### [Instructions to follow]
Could you transcribe each record below exactly as written, setting the pictures aside?

+++ Supplied material

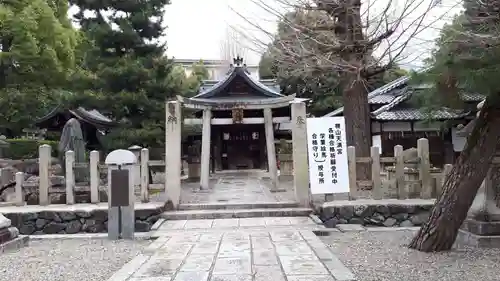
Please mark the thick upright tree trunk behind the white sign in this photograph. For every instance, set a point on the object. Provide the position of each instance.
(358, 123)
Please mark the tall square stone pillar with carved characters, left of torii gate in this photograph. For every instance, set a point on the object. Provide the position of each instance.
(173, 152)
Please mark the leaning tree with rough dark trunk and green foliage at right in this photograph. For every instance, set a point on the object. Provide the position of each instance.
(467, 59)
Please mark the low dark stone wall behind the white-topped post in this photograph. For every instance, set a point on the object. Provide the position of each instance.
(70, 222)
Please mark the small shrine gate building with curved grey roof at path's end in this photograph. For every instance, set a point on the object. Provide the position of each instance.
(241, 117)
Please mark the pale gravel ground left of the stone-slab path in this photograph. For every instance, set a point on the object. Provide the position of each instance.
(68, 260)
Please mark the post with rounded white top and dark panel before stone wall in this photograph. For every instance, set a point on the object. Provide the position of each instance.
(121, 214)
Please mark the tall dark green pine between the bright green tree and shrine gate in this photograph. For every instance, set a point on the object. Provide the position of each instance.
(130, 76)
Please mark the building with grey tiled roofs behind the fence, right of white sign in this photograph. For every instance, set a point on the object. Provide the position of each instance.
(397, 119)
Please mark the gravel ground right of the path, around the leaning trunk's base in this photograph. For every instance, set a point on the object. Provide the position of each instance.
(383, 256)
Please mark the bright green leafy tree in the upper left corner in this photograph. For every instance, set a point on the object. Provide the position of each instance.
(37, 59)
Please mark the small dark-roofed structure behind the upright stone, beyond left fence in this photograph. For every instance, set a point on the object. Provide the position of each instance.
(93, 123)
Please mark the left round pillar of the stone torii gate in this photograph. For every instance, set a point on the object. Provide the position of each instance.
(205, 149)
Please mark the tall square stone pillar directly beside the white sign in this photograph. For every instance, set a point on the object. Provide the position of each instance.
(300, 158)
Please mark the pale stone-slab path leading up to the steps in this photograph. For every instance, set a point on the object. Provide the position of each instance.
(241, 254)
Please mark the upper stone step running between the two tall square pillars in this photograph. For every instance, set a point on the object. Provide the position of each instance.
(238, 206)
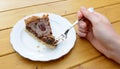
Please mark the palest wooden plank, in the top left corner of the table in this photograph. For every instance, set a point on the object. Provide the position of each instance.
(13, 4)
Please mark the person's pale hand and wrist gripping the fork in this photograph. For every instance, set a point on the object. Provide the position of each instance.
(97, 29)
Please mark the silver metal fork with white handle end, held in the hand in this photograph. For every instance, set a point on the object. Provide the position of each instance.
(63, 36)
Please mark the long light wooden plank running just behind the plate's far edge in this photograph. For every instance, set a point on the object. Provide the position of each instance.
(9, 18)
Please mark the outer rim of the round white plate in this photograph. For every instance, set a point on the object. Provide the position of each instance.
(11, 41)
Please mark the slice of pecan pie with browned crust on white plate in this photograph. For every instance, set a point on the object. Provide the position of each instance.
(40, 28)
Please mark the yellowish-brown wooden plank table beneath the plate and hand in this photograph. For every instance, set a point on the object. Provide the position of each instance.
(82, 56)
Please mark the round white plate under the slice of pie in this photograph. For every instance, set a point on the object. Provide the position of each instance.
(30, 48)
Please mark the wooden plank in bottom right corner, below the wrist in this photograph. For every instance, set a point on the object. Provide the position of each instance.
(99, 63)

++++++

### [Response box]
Please mark the thick upright tree trunk behind the white sign in this photograph. For every instance, set a point on the object. Provide the position of each instance.
(358, 123)
Please mark the tall square stone pillar with carved characters, left of torii gate in this photograph. For every instance, set a point on the object. Provide the position of each instance.
(173, 152)
Please mark the leaning tree with rough dark trunk and green foliage at right in this photograph. For every instance, set a point on the object. Provide the position of each instance.
(467, 59)
Please mark the low dark stone wall behind the white-topped post in this photograph. For every instance, set a point on the object. Provide the position of each instance.
(70, 222)
Please mark the small shrine gate building with curved grey roof at path's end in this photograph. For every instance, set a point on the object. Provide the position of each instance.
(241, 117)
Please mark the pale gravel ground left of the stone-slab path in this photograph. For every instance, set a point on the object. Provide the position of each instance.
(68, 260)
Please mark the post with rounded white top and dark panel before stone wall in this photograph. For every instance, set a point on the object. Provide the position of each instance.
(121, 214)
Please mark the tall dark green pine between the bright green tree and shrine gate in this photograph. For every instance, set a point on the object. Provide the position of each instance.
(130, 76)
Please mark the building with grey tiled roofs behind the fence, right of white sign in this photograph. For every instance, set a point on the object. Provide the position of each instance.
(397, 119)
Please mark the gravel ground right of the path, around the leaning trunk's base in this photograph. For every instance, set a point on the object. Provide the position of each instance.
(383, 256)
Please mark the bright green leafy tree in the upper left corner in this photograph. For every instance, set a point on the object. Provide the position of each instance.
(37, 59)
Please mark the small dark-roofed structure behind the upright stone, beyond left fence in this photograph. For every instance, set a point on the object. Provide the position of each instance.
(93, 123)
Please mark the left round pillar of the stone torii gate in this photograph. For every instance, set a point on the object. Provide the position of each instance.
(205, 149)
Please mark the tall square stone pillar directly beside the white sign in this photograph. For every instance, set a point on the object. Provide the position of each instance.
(300, 158)
Please mark the pale stone-slab path leading up to the steps in this photograph. For every instance, set a point on the object. Provide the position of each instance.
(241, 254)
Please mark the upper stone step running between the two tall square pillars in this photograph. For every instance, set a point on the object. Provide the position of each instance.
(238, 206)
Please mark the palest wooden plank, in the top left corner of the table in this photograph. For every instance, set a point on the object. Provide the position of each instance.
(13, 4)
Please mark the person's pale hand and wrist gripping the fork in this photograph. For every instance, set a point on the object. Provide the position of each instance.
(97, 29)
Please mark the silver metal fork with white handle end, held in the hand in this photograph. For every instance, set a point on the object. Provide the position of each instance.
(63, 36)
Please mark the long light wooden plank running just behind the plate's far edge in this photograph. For every instance, set a point on the object. Provide the position of each instance.
(9, 18)
Please mark the outer rim of the round white plate in this photograph. For every instance, set a point on the object. Provide the position of each instance.
(11, 41)
Please mark the slice of pecan pie with browned crust on white plate in this photograph. For every instance, set a point on the object. Provide the position of each instance.
(40, 28)
Please mark the yellowish-brown wooden plank table beneath the plate and hand in this photograph. For every instance, set a point on the object. Provide the position of each instance.
(82, 56)
Please mark the round white plate under the slice of pie in this photograph. For every instance, set a point on the object. Provide the position of each instance.
(30, 48)
Please mark the wooden plank in bottom right corner, below the wrist in this photograph. For every instance, set a point on the object. Provide the position of each instance.
(99, 63)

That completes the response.